BEGIN Text passage

Here is another blog in a very rare vein.
I rarely, if ever, discuss my Asperger’s/High Functioning Autism with anyone and I certainly never discuss gender roles.
I am female, but I am not a feminist and in fact hold a special place of loathing in my heart for people who are.
Yes, the male entitlement society and the American rape culture are both real and both very very wrong, but Ladies so is the idea that anything with a penis is evil and therefor a worthy place to project all your anger, fears, and insecurities. Penis does not equal Satan, womb does not equal God, and the real problem is not a lack of equality but rather that both genders are seeking superiority.
Equal means equal not better.
But back to autism and gender.
Like many autists, I am not really qualified to comment on what gender means.
I have no freaking clue.
Like the majority of us (who react adulthood without being taught that we are autists rather than humans by parents who seem to believe that those of us with autism require different care and feeding schedules from normal humans) I often do have various gender issues.
And I am vehemently not alone in this. For some famous examples, look at Susan Boyle (an Aspie) before she was discovered and introduced to the world of image based glamour…or at Temple Grandin anytime.
We were so busy learning how to act “normal” that we rarely made the next step up to male versus female normal.
And it’s also interesting that so many of us who are self taught, tend to have gone with the Alpha image in our collective society.

END Text passage
BEGIN Record list

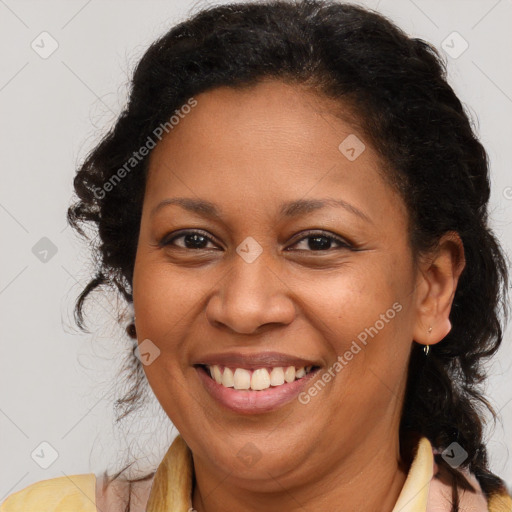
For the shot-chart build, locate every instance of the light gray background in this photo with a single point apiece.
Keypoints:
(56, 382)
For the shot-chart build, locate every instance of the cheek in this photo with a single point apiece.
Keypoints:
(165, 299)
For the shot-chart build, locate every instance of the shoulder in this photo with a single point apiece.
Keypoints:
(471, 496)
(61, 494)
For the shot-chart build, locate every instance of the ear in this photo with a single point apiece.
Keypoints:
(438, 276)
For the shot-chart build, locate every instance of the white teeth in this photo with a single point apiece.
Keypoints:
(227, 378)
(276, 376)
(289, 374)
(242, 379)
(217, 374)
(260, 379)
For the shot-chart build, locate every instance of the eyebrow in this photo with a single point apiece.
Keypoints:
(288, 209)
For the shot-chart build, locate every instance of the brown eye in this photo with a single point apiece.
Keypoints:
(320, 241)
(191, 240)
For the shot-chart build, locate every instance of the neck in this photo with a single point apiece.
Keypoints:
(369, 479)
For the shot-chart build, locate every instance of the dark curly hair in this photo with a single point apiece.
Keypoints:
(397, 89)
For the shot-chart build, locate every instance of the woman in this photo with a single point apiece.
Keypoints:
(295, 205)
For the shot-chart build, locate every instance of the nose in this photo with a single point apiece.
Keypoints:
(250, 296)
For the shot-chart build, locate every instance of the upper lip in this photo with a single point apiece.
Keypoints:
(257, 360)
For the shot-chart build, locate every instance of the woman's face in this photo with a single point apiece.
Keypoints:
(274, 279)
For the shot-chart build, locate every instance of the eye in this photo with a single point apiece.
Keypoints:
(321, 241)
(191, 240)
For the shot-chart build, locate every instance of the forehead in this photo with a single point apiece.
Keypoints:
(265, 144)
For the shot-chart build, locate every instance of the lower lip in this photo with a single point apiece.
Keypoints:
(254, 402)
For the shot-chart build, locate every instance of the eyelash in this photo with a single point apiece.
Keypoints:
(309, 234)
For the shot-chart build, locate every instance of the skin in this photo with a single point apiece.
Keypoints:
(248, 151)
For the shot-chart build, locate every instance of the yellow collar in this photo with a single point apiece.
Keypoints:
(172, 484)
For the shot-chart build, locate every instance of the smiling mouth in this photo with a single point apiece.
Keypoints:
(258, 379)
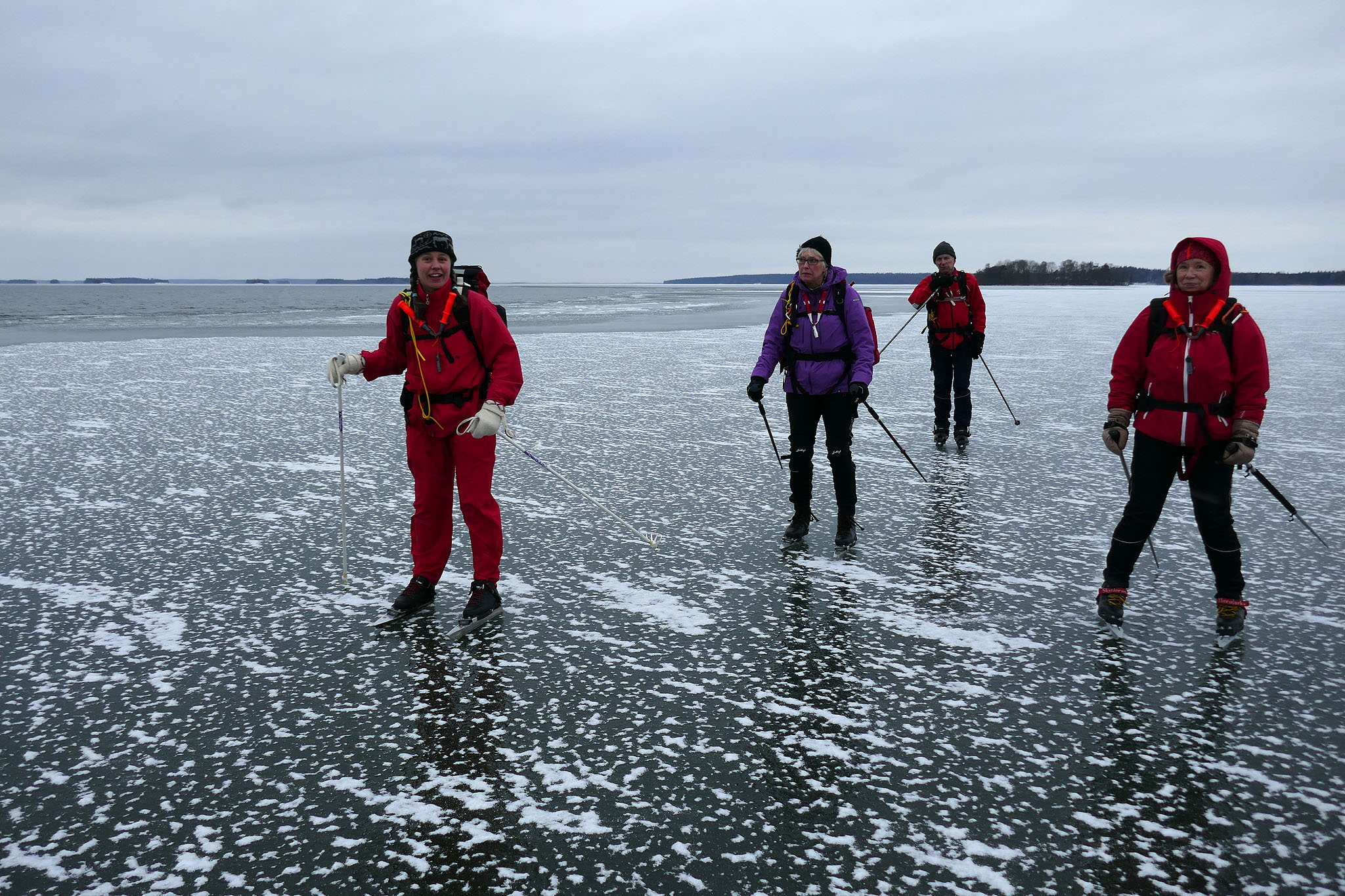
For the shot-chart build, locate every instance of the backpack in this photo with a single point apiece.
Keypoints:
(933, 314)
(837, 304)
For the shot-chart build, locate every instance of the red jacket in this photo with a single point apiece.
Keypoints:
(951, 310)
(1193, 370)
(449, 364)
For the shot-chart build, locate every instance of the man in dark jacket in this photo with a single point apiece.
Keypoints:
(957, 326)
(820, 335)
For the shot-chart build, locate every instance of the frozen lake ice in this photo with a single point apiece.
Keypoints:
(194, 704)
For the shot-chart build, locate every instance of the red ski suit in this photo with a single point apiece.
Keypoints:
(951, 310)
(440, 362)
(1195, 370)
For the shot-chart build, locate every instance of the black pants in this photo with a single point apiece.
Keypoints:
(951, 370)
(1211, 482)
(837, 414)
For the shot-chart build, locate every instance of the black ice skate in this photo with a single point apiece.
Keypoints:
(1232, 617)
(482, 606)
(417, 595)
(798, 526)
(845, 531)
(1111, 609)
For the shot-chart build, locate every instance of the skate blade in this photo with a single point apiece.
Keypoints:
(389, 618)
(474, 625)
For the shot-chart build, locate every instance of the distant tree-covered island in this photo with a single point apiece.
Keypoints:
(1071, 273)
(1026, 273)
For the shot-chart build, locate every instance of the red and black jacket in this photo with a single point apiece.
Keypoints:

END Record list
BEGIN Record list

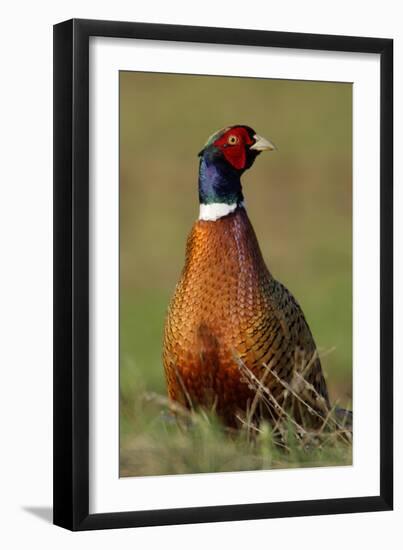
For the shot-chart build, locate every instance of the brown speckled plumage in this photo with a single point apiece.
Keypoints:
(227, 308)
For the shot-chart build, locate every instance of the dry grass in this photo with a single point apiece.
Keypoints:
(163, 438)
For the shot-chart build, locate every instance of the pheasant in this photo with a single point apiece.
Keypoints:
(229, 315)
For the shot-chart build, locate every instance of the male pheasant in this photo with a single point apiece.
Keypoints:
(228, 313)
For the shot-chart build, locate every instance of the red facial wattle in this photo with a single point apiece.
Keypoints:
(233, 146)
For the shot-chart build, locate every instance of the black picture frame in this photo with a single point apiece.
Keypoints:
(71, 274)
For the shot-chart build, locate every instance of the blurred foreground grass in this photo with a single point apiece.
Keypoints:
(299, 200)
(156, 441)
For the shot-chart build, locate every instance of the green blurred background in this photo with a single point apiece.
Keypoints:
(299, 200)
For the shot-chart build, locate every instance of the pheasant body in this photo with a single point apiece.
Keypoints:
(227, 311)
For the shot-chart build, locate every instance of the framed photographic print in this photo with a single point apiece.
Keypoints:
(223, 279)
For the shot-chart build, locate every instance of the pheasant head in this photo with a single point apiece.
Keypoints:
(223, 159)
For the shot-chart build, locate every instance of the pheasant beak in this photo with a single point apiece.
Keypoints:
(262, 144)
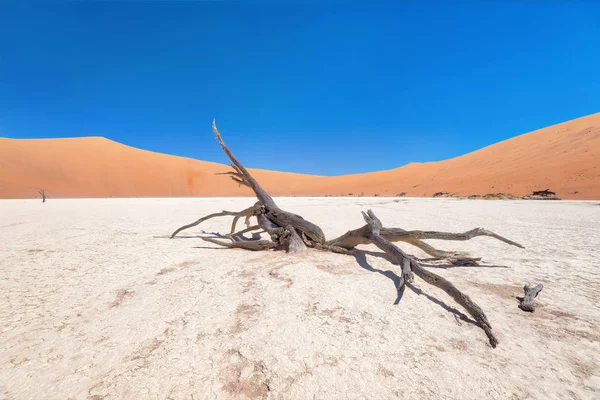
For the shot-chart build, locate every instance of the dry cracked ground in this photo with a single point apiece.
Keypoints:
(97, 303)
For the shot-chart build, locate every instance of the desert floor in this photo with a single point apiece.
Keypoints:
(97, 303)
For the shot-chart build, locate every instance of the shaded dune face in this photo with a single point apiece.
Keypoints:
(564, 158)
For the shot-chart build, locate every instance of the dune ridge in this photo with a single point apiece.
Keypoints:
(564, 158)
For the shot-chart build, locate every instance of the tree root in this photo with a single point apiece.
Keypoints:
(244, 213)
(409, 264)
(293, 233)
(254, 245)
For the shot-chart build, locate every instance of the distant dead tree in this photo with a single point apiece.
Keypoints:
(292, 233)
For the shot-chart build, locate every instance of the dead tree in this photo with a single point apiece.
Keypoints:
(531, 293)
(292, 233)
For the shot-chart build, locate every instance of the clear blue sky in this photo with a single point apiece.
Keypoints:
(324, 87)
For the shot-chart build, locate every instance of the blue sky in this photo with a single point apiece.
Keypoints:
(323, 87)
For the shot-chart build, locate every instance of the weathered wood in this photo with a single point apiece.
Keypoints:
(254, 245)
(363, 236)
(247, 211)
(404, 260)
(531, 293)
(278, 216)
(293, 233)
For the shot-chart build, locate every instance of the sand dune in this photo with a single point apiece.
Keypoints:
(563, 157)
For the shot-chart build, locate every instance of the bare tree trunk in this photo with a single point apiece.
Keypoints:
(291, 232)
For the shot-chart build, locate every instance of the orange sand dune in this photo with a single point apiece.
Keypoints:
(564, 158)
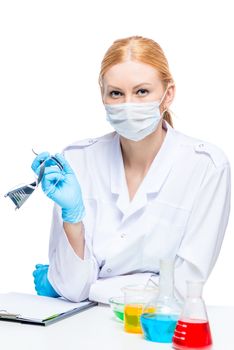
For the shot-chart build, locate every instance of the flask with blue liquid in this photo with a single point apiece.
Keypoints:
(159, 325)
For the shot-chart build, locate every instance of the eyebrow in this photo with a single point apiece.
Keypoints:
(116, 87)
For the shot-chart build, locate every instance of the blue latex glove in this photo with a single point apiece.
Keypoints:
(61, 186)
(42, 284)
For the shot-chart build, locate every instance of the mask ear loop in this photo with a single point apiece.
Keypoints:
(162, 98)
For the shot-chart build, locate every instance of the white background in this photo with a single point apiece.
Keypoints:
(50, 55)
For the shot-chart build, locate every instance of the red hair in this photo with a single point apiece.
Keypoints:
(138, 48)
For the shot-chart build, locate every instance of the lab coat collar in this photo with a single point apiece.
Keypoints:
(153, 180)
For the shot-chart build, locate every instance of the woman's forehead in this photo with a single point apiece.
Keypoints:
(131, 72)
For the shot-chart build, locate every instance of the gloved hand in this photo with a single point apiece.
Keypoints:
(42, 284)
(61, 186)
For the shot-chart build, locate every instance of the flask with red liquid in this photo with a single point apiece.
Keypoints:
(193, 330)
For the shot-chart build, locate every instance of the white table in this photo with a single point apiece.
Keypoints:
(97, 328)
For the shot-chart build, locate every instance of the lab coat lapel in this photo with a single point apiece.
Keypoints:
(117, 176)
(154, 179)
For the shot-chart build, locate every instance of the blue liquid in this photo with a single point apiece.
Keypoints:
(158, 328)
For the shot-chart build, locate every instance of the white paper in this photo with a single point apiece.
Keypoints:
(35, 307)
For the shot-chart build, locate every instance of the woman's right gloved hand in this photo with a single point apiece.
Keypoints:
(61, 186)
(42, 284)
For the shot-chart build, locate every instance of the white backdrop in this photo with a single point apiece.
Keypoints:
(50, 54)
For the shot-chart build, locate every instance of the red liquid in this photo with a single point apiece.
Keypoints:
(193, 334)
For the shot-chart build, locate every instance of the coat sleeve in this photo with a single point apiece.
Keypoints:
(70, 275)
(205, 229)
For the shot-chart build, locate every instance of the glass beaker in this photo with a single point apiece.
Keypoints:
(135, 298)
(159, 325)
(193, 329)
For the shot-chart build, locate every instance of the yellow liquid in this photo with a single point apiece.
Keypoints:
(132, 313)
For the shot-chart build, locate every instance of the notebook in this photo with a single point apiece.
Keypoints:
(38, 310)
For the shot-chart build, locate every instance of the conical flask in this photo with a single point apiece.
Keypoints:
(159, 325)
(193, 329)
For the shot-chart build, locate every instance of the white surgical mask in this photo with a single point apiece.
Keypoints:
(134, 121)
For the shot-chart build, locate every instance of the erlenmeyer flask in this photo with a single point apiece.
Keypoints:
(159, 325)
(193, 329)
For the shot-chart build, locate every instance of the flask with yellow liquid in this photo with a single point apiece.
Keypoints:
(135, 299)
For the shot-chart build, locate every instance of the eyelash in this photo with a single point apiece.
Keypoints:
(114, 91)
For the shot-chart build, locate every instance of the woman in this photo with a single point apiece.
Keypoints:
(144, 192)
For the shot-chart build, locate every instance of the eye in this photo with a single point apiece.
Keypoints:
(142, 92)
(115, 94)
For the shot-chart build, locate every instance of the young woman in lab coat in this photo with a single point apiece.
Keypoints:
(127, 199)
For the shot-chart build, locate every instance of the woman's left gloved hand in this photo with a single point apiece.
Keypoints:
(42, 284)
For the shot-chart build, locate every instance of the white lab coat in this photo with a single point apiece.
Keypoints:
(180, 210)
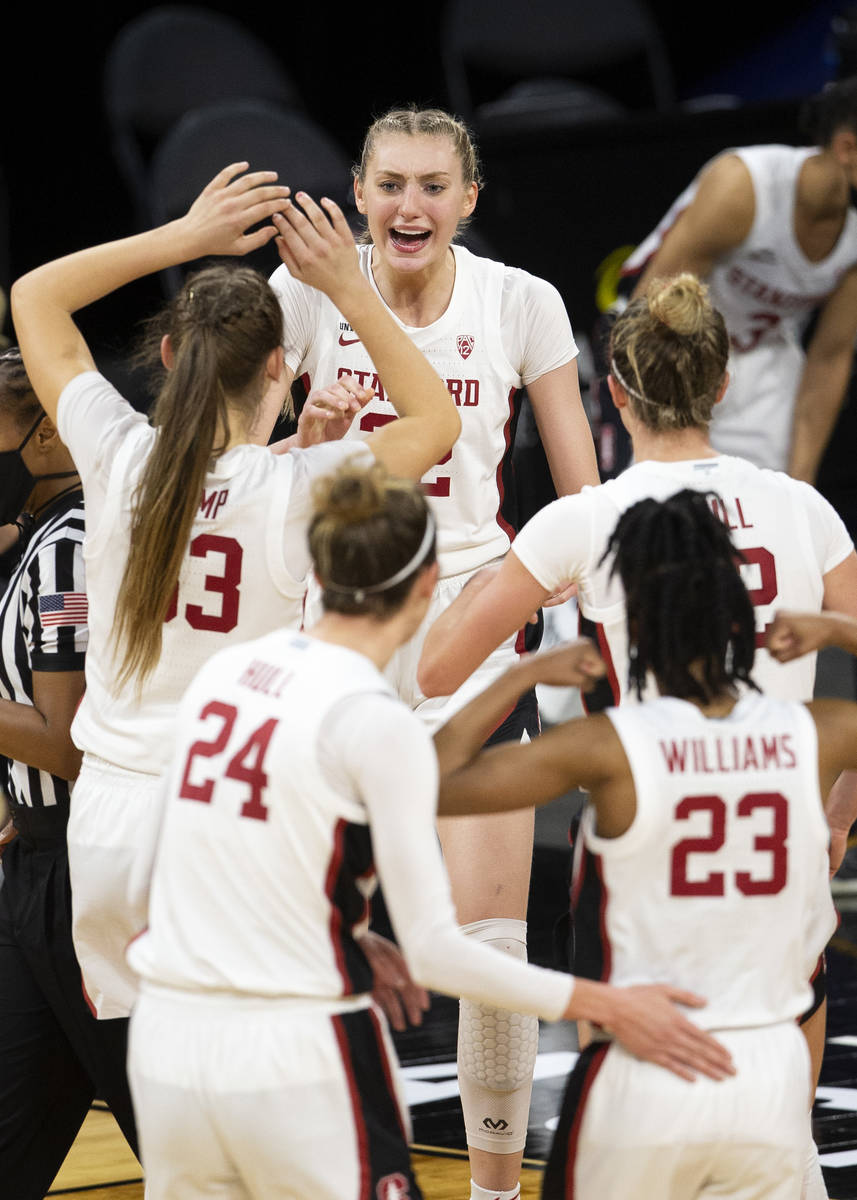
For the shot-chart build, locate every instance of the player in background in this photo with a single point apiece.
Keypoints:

END Record list

Written problem: Reproduce the passage of the blog post on autism and gender that begins with the words "I rarely, if" and ends with "what gender means.". These entries were drawn from a separate source.

Result for this exercise:
I rarely, if ever, discuss my Asperger’s/High Functioning Autism with anyone and I certainly never discuss gender roles.
I am female, but I am not a feminist and in fact hold a special place of loathing in my heart for people who are.
Yes, the male entitlement society and the American rape culture are both real and both very very wrong, but Ladies so is the idea that anything with a penis is evil and therefor a worthy place to project all your anger, fears, and insecurities. Penis does not equal Satan, womb does not equal God, and the real problem is not a lack of equality but rather that both genders are seeking superiority.
Equal means equal not better.
But back to autism and gender.
Like many autists, I am not really qualified to comment on what gender means.